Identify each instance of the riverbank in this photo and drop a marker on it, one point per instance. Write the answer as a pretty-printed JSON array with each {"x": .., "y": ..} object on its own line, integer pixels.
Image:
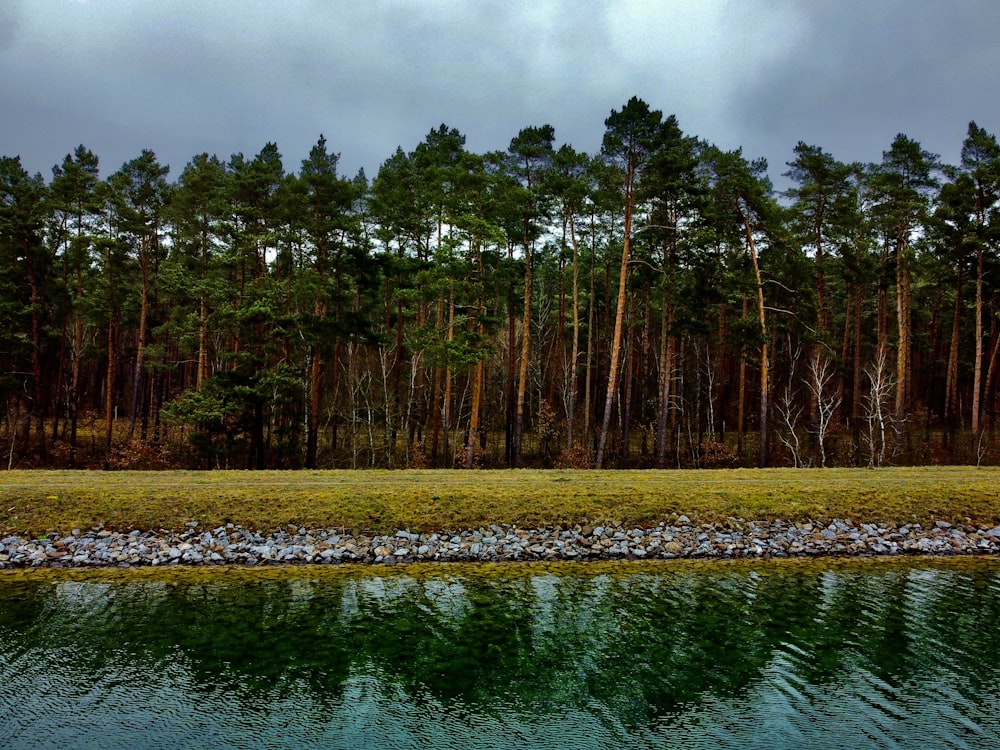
[
  {"x": 733, "y": 538},
  {"x": 88, "y": 519},
  {"x": 377, "y": 503}
]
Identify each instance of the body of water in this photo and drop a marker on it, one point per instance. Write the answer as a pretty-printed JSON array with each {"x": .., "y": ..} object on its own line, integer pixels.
[{"x": 901, "y": 654}]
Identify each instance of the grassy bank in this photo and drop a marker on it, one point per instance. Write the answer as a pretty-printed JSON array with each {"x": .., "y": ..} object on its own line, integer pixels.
[{"x": 37, "y": 502}]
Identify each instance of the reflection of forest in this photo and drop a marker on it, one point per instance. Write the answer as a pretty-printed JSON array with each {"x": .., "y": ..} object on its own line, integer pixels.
[{"x": 645, "y": 644}]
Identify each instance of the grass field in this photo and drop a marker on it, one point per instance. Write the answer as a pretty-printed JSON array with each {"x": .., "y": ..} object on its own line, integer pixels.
[{"x": 38, "y": 502}]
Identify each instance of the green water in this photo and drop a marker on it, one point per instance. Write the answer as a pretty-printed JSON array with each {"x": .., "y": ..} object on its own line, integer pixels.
[{"x": 769, "y": 655}]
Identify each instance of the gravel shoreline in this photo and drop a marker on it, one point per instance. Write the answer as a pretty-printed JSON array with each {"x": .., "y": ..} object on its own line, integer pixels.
[{"x": 734, "y": 538}]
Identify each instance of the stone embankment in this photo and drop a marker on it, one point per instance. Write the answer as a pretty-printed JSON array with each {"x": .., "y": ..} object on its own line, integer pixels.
[{"x": 735, "y": 538}]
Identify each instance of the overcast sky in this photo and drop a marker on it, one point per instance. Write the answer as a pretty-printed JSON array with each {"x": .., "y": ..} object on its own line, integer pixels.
[{"x": 188, "y": 76}]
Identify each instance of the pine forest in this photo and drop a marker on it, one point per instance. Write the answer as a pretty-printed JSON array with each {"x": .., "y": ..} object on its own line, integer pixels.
[{"x": 658, "y": 304}]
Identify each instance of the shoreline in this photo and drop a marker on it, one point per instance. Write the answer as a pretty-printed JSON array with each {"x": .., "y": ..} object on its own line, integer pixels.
[{"x": 734, "y": 538}]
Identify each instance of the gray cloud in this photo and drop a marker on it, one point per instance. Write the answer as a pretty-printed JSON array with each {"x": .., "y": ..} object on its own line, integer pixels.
[
  {"x": 864, "y": 71},
  {"x": 228, "y": 76}
]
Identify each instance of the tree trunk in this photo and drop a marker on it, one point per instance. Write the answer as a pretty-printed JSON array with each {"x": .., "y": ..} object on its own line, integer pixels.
[
  {"x": 616, "y": 339},
  {"x": 522, "y": 380}
]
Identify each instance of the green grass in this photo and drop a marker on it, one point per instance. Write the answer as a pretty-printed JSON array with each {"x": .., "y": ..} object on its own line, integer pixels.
[{"x": 38, "y": 502}]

* [Goal of the exercise]
Repeat all of the records verbatim, leaving out the pictures.

* [Result for this exercise]
Identify each instance of the riverbank in this photo and drop a marker on it, one point per instance. Write the answer as a pretty-printed JSON array with each {"x": .., "y": ..} object on its own line, integer pixels.
Image:
[
  {"x": 733, "y": 538},
  {"x": 88, "y": 519},
  {"x": 377, "y": 503}
]
Identify each instance of the body of water in this photo and drop a marker on it, one point per instance. Write the answer as a pretty-printed JSON array with each {"x": .., "y": ..} object on its own line, integer pixels.
[{"x": 901, "y": 654}]
Identify each instance of the grassy bank in this photo and drop a marker on it, one point per instance. Write the answer as a pretty-printed JSON array with each {"x": .., "y": ..} object on its own line, integer pixels.
[{"x": 37, "y": 502}]
Identify each instance of the reflection of forest in this photo and drop a marker on it, one point per instance. Write the answer as a pretty-printed JSON array with each {"x": .., "y": ..} object on its own line, integer pixels.
[{"x": 645, "y": 644}]
Identify each instance of the grass field in this photo and drop a marker on it, one point per instance. Write the answer as a pretty-printed JSON array with each {"x": .., "y": ..} object on its own line, integer pixels.
[{"x": 38, "y": 502}]
Identify each instance of the green water in this photo and drop a marker on it, one point per instance. Write the answer as a pretty-printed JSON array with each {"x": .., "y": ..} object on its own line, integer pixels.
[{"x": 769, "y": 655}]
Identify each instance of the gravel shoreline in this photo and drop a marker on it, one point per instance. Write the answer as a pretty-printed JSON array with each {"x": .., "y": ..} object on its own line, integer pixels.
[{"x": 734, "y": 538}]
Identify each instance of the stone embankment in this photo and drop a marker on it, one point per instance. Write the answer as a pretty-printed JSON array with each {"x": .., "y": ..} object on its own line, integer pixels.
[{"x": 735, "y": 538}]
Identify each instance of the overcast sky in this photo and drop a marker on it, one point per instance. Write the answer as a pretty-printed JSON array with each {"x": .., "y": ..} object on its own line, integer pixels.
[{"x": 188, "y": 76}]
Identify each instance of the pine forest in this photo and drop a marker on it, one point per instance. Write the answer as a pretty-printed JSON array with each {"x": .., "y": ..} object on its own line, integer pixels.
[{"x": 658, "y": 304}]
Identify each instance of the shoreline in this photo and drop a marker on it, one point per instance. Write the answer as a pretty-printed JSON array with each {"x": .., "y": ..} object on its own line, integer pixels.
[{"x": 734, "y": 538}]
Identify each instance of the gray cloud in this photo and drop a marker on it, one point per instance. Write the answer as a pretty-printed JSON array with each {"x": .., "y": ..} object on its own line, integer pixels.
[
  {"x": 864, "y": 71},
  {"x": 228, "y": 76}
]
Identify each instance of the tree trunk in this photo and drop a marker on it, one point per instance. Write the answer as a pretty-printed JSON array with each {"x": .., "y": ..} object on its own line, integer pixels.
[
  {"x": 616, "y": 339},
  {"x": 522, "y": 380}
]
Identify each instance of the green grass in this photo and drop a marker on it, one point per instance. Write the answer as a pretty-printed JSON array with each {"x": .., "y": ..} object on its own line, integer pixels.
[{"x": 38, "y": 502}]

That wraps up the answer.